* What is expected
Lay out the material below as a two-column CSV with the headers text and answer, one row per entry, putting each field in double quotes and replacing line breaks with spaces. Begin at the line containing "drawmask --target dark" and stop after the line containing "201], [290, 219]]]".

Excerpt from a dataset
* START *

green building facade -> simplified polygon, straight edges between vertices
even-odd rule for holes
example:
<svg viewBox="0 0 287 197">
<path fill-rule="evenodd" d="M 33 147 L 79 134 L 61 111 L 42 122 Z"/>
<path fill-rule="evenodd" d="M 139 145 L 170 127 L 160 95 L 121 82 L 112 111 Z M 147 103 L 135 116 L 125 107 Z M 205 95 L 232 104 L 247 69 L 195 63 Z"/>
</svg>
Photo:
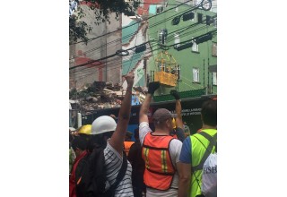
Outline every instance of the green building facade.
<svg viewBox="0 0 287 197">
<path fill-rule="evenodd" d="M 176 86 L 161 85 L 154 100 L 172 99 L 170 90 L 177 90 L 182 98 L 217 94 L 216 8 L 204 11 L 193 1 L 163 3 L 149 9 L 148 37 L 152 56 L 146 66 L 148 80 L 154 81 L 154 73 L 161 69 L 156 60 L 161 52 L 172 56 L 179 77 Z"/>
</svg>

* END *
* START *

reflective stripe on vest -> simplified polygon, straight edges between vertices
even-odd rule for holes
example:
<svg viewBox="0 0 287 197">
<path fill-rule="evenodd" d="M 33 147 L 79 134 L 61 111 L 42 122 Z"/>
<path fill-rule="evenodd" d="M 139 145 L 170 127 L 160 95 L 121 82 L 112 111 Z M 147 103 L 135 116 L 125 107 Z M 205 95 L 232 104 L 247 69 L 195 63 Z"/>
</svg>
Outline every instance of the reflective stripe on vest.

* END *
* START *

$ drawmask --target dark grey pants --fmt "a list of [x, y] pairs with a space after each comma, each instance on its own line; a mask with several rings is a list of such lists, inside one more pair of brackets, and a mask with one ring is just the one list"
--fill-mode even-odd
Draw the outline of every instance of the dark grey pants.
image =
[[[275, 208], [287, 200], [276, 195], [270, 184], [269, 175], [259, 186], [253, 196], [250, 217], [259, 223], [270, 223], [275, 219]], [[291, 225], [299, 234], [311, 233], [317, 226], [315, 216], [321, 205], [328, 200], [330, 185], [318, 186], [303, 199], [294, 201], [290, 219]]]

* END *

* Worked solution
text,answer
"$ drawmask --target dark grey pants --fmt ""a list of [x, y] pairs with a space after each comma, each instance on its own line; a mask with several rings is a list of such lists, inside one more pair of brackets, and a mask with one ring is just the one list"" --fill-mode even-odd Draw the outline of every instance of the dark grey pants. image =","[[[275, 208], [287, 200], [276, 195], [270, 184], [269, 175], [259, 186], [253, 196], [250, 217], [259, 223], [270, 223], [275, 219]], [[291, 225], [299, 234], [311, 233], [317, 226], [315, 216], [321, 205], [328, 200], [330, 185], [318, 186], [303, 199], [294, 201], [290, 219]]]"